Required work –
Summarize the report below on the Anthiyur horse and cattle fair in two sentences.

Text for analysis –
* * * * * * *

This year the price tag range from Rs. 3,000 to Rs. 3 lakh
Men riding horses at top speed and decorated horses performing stunts usually mark the first day of the annual horse and cattle fair at Anthiyur in Erode district. And this year is no exception.
Huge crowds gathered to witness the men riding the horses in a cloud of dust around the long line of sheds at the fair that begun on Wednesday. People cheered when two horses danced to the tunes and children rushed to touch them. People moved from one shed to another, watching hundreds of horses brought by the traders from different parts of Tamil Nadu and neighbouring states. This year, the fair has horses with price tag ranging from Rs. 3,000 to Rs. 3 lakh and the total trade is expected to cross Rs. 3 crore.

* * * * * * *

Referring expression data:
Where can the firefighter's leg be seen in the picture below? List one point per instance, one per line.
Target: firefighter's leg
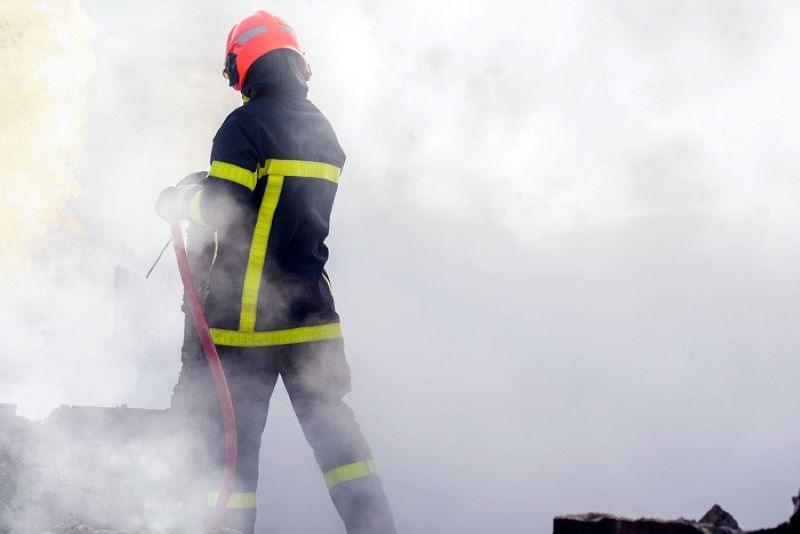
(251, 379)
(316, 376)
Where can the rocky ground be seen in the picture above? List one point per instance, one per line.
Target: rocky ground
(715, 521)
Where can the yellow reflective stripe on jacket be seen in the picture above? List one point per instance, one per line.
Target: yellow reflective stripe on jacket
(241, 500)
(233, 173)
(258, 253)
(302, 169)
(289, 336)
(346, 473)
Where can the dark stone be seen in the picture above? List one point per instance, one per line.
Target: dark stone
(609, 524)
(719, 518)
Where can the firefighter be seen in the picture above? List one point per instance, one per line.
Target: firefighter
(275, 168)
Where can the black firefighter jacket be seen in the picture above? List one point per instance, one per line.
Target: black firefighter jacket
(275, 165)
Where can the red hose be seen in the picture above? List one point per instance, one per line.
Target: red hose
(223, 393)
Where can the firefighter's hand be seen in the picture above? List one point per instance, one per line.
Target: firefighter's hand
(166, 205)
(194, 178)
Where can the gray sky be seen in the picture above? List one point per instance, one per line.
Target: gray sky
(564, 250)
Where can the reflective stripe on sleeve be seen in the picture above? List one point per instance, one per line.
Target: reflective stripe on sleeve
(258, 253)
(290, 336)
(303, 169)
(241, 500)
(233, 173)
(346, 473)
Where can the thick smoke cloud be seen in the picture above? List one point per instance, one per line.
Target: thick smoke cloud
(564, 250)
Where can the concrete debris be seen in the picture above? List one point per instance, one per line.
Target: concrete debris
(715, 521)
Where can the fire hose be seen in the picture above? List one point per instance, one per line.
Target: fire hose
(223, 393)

* * * * * * *

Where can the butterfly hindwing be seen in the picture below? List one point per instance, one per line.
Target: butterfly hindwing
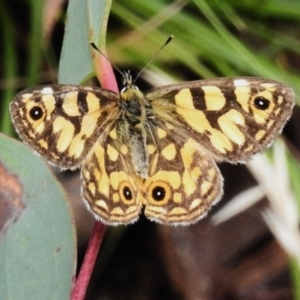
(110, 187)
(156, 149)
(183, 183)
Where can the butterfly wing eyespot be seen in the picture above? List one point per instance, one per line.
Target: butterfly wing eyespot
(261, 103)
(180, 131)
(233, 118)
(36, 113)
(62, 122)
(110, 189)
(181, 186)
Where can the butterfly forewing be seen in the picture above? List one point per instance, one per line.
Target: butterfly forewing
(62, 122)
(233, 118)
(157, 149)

* * * * * * *

Response to this task –
The annual horse and cattle fair at Anthiyur in Erode district began on Wednesday, and as usual its first day was marked by men riding horses at top speed and decorated horses performing stunts before huge crowds. Traders brought hundreds of horses from different parts of Tamil Nadu and neighboring states, with prices this year ranging from Rs. 3,000 to Rs. 3 lakh and total trade expected to cross Rs. 3 crore.